STATED TASK:
Please give every line of the records below as a JSON list of strings, one string per line, with blank lines skipped and the pictures left out.

INFORMATION GIVEN:
━━━━━━━━

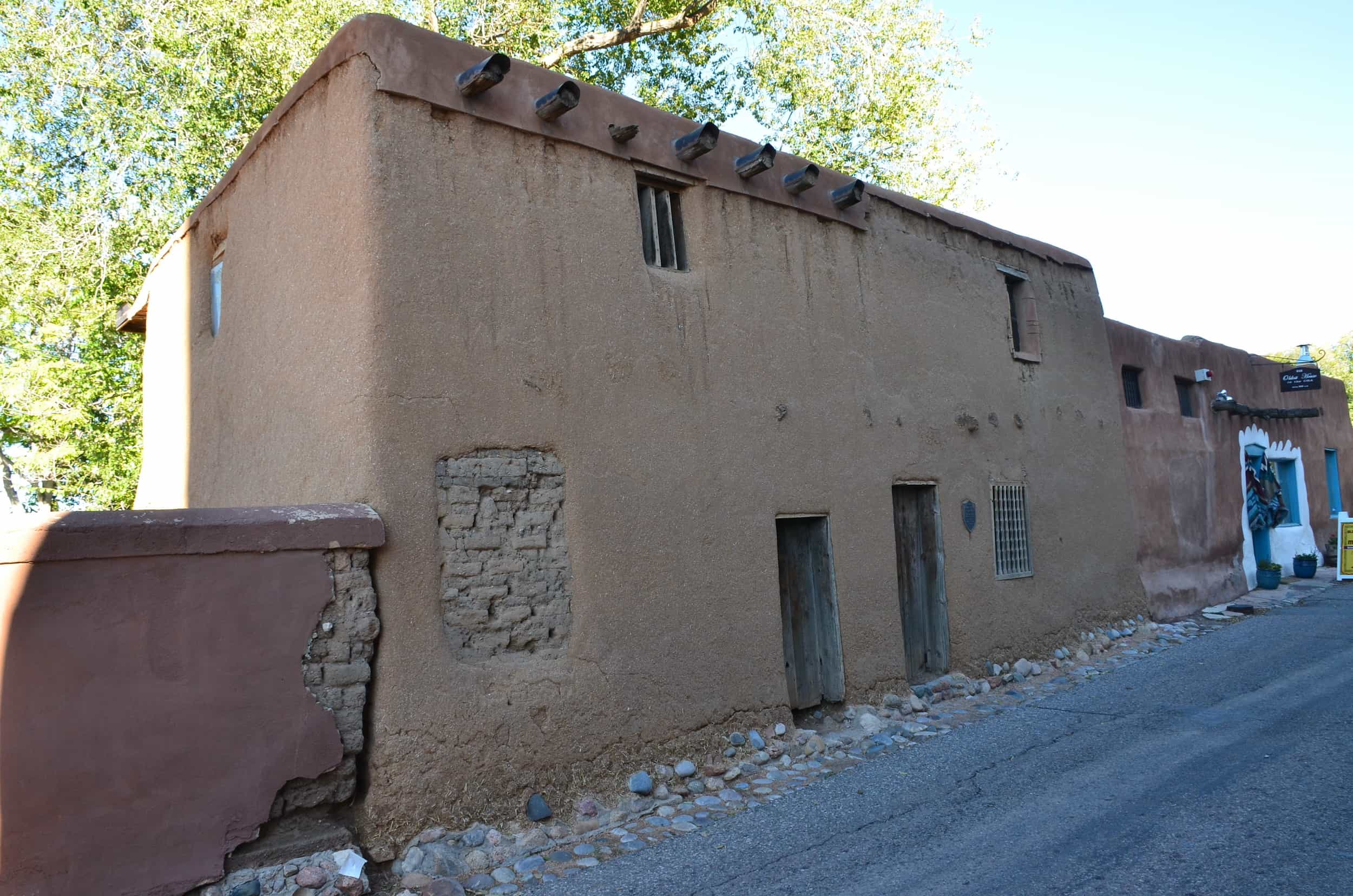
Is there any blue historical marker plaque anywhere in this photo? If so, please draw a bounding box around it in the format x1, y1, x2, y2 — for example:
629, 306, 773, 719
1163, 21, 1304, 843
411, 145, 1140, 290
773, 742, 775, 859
963, 501, 977, 532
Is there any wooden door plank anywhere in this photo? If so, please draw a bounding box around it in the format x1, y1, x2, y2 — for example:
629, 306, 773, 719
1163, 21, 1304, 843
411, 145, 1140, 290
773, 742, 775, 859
813, 517, 846, 702
923, 486, 949, 675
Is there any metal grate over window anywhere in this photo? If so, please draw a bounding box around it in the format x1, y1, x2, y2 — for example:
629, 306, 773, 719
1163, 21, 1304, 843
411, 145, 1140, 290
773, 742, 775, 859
1123, 367, 1142, 407
639, 181, 687, 271
992, 483, 1034, 579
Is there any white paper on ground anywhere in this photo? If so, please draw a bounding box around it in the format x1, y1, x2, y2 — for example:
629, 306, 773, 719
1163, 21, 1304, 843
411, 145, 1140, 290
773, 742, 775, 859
334, 850, 367, 877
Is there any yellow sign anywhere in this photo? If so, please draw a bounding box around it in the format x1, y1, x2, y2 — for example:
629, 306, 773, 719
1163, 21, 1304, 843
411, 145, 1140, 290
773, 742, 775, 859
1339, 518, 1353, 578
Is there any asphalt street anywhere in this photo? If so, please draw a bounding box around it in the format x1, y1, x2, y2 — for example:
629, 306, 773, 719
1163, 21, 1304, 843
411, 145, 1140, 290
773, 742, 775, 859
547, 583, 1353, 896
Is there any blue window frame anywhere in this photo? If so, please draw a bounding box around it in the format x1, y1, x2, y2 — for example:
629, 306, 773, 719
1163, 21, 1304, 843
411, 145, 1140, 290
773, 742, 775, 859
1273, 460, 1302, 525
1325, 448, 1344, 517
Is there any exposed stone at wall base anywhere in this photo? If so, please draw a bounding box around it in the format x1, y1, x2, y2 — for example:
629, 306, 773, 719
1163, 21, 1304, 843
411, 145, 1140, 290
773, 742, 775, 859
270, 551, 380, 819
198, 845, 371, 896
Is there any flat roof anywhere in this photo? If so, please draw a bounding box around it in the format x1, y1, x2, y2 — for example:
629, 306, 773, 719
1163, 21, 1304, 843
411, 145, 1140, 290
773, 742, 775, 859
115, 14, 1091, 332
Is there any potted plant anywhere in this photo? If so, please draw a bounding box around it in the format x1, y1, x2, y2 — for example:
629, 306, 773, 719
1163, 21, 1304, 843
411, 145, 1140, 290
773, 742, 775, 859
1255, 561, 1283, 591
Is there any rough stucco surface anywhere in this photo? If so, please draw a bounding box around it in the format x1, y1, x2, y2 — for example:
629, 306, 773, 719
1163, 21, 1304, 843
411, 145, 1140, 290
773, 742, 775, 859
134, 28, 1141, 843
1106, 321, 1353, 618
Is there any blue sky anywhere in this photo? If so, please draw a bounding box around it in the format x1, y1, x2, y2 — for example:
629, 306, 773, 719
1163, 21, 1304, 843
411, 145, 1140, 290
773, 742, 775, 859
731, 0, 1353, 351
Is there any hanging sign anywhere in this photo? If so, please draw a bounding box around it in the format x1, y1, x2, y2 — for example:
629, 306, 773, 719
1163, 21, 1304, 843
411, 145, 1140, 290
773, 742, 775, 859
1336, 513, 1353, 582
1279, 367, 1321, 392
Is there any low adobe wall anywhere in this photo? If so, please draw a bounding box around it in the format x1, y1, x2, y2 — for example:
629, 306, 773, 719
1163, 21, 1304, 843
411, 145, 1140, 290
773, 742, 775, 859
0, 505, 384, 896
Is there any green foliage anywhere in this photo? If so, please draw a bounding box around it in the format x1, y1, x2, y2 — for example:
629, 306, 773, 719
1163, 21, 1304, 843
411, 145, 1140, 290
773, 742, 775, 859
0, 0, 993, 508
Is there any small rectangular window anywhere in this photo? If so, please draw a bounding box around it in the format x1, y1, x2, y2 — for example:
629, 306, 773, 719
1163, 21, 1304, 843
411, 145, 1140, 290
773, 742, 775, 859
1174, 376, 1198, 417
1123, 367, 1142, 407
1325, 448, 1344, 517
992, 483, 1034, 579
211, 259, 226, 335
639, 181, 689, 271
1006, 276, 1026, 352
996, 264, 1043, 363
1273, 460, 1302, 525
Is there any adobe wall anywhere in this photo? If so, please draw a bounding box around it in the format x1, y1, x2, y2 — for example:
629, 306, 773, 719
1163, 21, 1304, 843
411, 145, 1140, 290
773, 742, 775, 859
0, 505, 382, 896
1106, 321, 1353, 618
152, 21, 1141, 857
137, 52, 382, 508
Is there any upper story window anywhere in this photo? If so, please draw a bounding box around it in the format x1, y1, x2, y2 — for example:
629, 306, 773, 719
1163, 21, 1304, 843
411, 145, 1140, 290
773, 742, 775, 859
1123, 364, 1142, 407
211, 249, 226, 335
1174, 376, 1198, 417
639, 180, 690, 271
996, 264, 1043, 363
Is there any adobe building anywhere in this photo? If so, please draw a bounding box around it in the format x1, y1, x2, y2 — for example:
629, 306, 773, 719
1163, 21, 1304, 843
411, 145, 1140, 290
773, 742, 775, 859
1106, 321, 1353, 618
119, 16, 1142, 845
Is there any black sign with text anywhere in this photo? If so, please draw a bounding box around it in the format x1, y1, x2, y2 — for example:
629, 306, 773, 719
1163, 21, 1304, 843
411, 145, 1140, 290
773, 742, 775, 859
1279, 367, 1321, 392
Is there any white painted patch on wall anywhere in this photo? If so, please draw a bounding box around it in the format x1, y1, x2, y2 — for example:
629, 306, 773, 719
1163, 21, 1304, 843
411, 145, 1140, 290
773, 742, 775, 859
1239, 424, 1315, 589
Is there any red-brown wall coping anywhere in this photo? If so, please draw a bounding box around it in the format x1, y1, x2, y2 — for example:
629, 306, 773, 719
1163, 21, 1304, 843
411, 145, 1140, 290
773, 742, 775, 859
0, 504, 386, 563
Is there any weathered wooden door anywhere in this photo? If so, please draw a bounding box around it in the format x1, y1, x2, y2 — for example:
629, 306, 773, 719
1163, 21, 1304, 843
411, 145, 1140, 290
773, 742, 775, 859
893, 485, 949, 681
776, 517, 846, 709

━━━━━━━━

WRITTEN RESPONSE:
[
  "Is there any blue historical marker plaque anywhere in this photo? If so, please draw a bounding box around it in the format x1, y1, x2, y2 — for example:",
  "629, 306, 773, 719",
  "1163, 21, 1304, 843",
  "411, 145, 1140, 290",
  "773, 742, 775, 859",
  "963, 501, 977, 532",
  "Is there any wooden door plank anywhere in this photo? If so, please draw a bounding box around it in the format x1, y1, x2, y2 — for example:",
  "629, 306, 773, 719",
  "1163, 21, 1304, 843",
  "411, 145, 1140, 290",
  "773, 742, 775, 859",
  "813, 517, 846, 702",
  "923, 486, 949, 675",
  "Is there any metal grate over window anywhere in this photo? If so, please draw a bounding box around it in the format x1, y1, x2, y2 — for example:",
  "629, 306, 773, 719",
  "1163, 21, 1304, 843",
  "411, 145, 1140, 290",
  "773, 742, 775, 859",
  "1123, 367, 1142, 407",
  "639, 181, 687, 271",
  "992, 483, 1034, 579",
  "Is there any white paper on ground anywhere in this photo? If so, please draw a bounding box around it in the format x1, y1, x2, y2 — for example:",
  "629, 306, 773, 719",
  "1163, 21, 1304, 843",
  "411, 145, 1140, 290",
  "773, 742, 775, 859",
  "334, 850, 367, 877",
  "Is there any yellow sign anywhere in this photo? If so, please draw a bounding box around it in the format x1, y1, x2, y2 — for example:",
  "629, 306, 773, 719",
  "1163, 21, 1304, 843",
  "411, 145, 1140, 290",
  "773, 742, 775, 859",
  "1339, 518, 1353, 578",
  "Is there any asphalt street anywhere in this photo? If so, please draw a bounding box around it in the format x1, y1, x2, y2 — for example:",
  "629, 306, 773, 719",
  "1163, 21, 1304, 843",
  "411, 145, 1140, 290",
  "773, 742, 775, 859",
  "547, 583, 1353, 896",
  "Is there any blue window frame anywhere in this photo? If so, please draw a bounding box around it in the format x1, y1, x2, y2 — for example:",
  "629, 306, 773, 719",
  "1163, 21, 1304, 843",
  "411, 145, 1140, 290",
  "773, 742, 775, 859",
  "1273, 460, 1302, 525",
  "1325, 448, 1344, 517",
  "Is there any exposed stone at wall base anywhere in this photo? If so, please draw a bounding box around it in the format x1, y1, x2, y2 — for example:",
  "629, 306, 773, 719",
  "1163, 21, 1304, 843",
  "411, 145, 1140, 290",
  "773, 742, 775, 859",
  "270, 551, 380, 819",
  "198, 845, 371, 896",
  "Is there any flat roof anywhere in this photo? If so, please draw a bounding box around it in the format x1, y1, x2, y2 — for example:",
  "629, 306, 773, 719",
  "1163, 21, 1304, 843",
  "411, 145, 1140, 290",
  "773, 742, 775, 859",
  "115, 14, 1091, 332",
  "Is there any potted plant anywhere in this photo? If so, please draw a bounding box around it in the format x1, y1, x2, y2 — for example:",
  "629, 306, 773, 719",
  "1163, 21, 1304, 843",
  "411, 145, 1140, 290",
  "773, 742, 775, 859",
  "1255, 561, 1283, 591",
  "Is there any rough stucco surface anywhere in this photo? If so, please draw a bounding box around it in the format x1, y1, x2, y2 — for example:",
  "629, 306, 773, 719",
  "1163, 21, 1304, 843",
  "411, 145, 1140, 290",
  "773, 742, 775, 859",
  "134, 28, 1141, 843",
  "1106, 321, 1353, 618",
  "Is there any blue sky anywhere in this photo? If so, please draw a bounding box around it in the format x1, y1, x2, y2 — for example:",
  "629, 306, 773, 719",
  "1163, 21, 1304, 843",
  "411, 145, 1140, 290",
  "773, 742, 775, 859",
  "731, 0, 1353, 351",
  "Is there any hanging sign anywhere in this photo? If so, please draw a bounding box around it in the format x1, y1, x2, y2 — for example:",
  "629, 306, 773, 719",
  "1163, 21, 1304, 843",
  "411, 145, 1140, 290",
  "773, 742, 775, 859",
  "1336, 513, 1353, 582",
  "1279, 367, 1321, 392",
  "Is there any low adobe wall anywhere in this photo? If so, please draw a bounding box around it in the format x1, y1, x2, y2 — for example:",
  "629, 306, 773, 719",
  "1163, 21, 1304, 843",
  "411, 145, 1140, 290",
  "773, 742, 775, 859",
  "0, 505, 384, 896",
  "Is there any green foliage anywhere in this photo? If so, please draw a bounding box around it in the format x1, y1, x2, y2 — for example:",
  "629, 306, 773, 719",
  "1163, 21, 1304, 843",
  "411, 145, 1140, 290",
  "773, 742, 775, 859",
  "0, 0, 993, 508",
  "Is there any small rectangular window anywhere in this photo? If so, please draw a bounding box around it in the format x1, y1, x2, y2 — for example:",
  "629, 306, 773, 719",
  "1163, 21, 1304, 843",
  "411, 145, 1140, 290",
  "773, 742, 775, 859",
  "1174, 376, 1198, 417",
  "1123, 367, 1142, 407",
  "1325, 448, 1344, 517",
  "992, 483, 1034, 579",
  "211, 259, 226, 335",
  "639, 181, 689, 271",
  "1006, 276, 1026, 352",
  "996, 264, 1043, 363",
  "1273, 460, 1302, 525",
  "Is there any adobe wall anywhere in this photo? If so, please draw a bounding box around it in the format x1, y1, x2, y2 — for example:",
  "629, 306, 773, 719",
  "1163, 21, 1304, 843",
  "411, 145, 1140, 290",
  "773, 742, 775, 859",
  "0, 505, 382, 896",
  "1106, 321, 1353, 618",
  "152, 21, 1141, 857",
  "137, 52, 382, 508",
  "Is there any upper story window anywhere in this photo? If so, please draw a bounding box around it in the format x1, y1, x2, y2 — for example:",
  "629, 306, 773, 719",
  "1163, 21, 1304, 843",
  "411, 145, 1140, 290",
  "773, 742, 775, 859",
  "1123, 364, 1142, 407",
  "211, 249, 226, 335",
  "1174, 376, 1198, 417",
  "639, 180, 690, 271",
  "996, 264, 1043, 363",
  "Is there any adobe building anywhere in this photo? If so, please draw a bounding box around it in the format x1, y1, x2, y2 — for example:",
  "629, 306, 773, 719",
  "1163, 21, 1304, 843",
  "411, 145, 1140, 290",
  "773, 742, 775, 859",
  "1106, 321, 1353, 618",
  "119, 16, 1142, 845",
  "Is there any black sign with text anywhere in this photo? If so, please draw a bounding box around it in the format x1, y1, x2, y2 — for example:",
  "629, 306, 773, 719",
  "1163, 21, 1304, 843",
  "411, 145, 1140, 290",
  "773, 742, 775, 859",
  "1279, 367, 1321, 392",
  "Is there any white painted patch on wall anywhere in this photo? If so, please draw a bounding box around it in the format x1, y1, x2, y2 — for example:",
  "629, 306, 773, 719",
  "1163, 21, 1304, 843",
  "411, 145, 1140, 290",
  "773, 742, 775, 859",
  "1239, 424, 1315, 589",
  "Is there any red-brown wall coping anywhere in this photo? If so, please draw a bounding box around it in the format x1, y1, x2, y2 — for example:",
  "629, 306, 773, 719",
  "1163, 21, 1304, 843",
  "411, 145, 1140, 290",
  "773, 742, 775, 859",
  "0, 504, 386, 563",
  "Is there any weathered wooden door anywhere in this photo? If so, please draw a bounding box around it in the format x1, y1, x2, y2 — for example:",
  "629, 306, 773, 719",
  "1163, 21, 1304, 843",
  "411, 145, 1140, 290",
  "773, 742, 775, 859",
  "893, 485, 949, 681",
  "776, 517, 846, 709"
]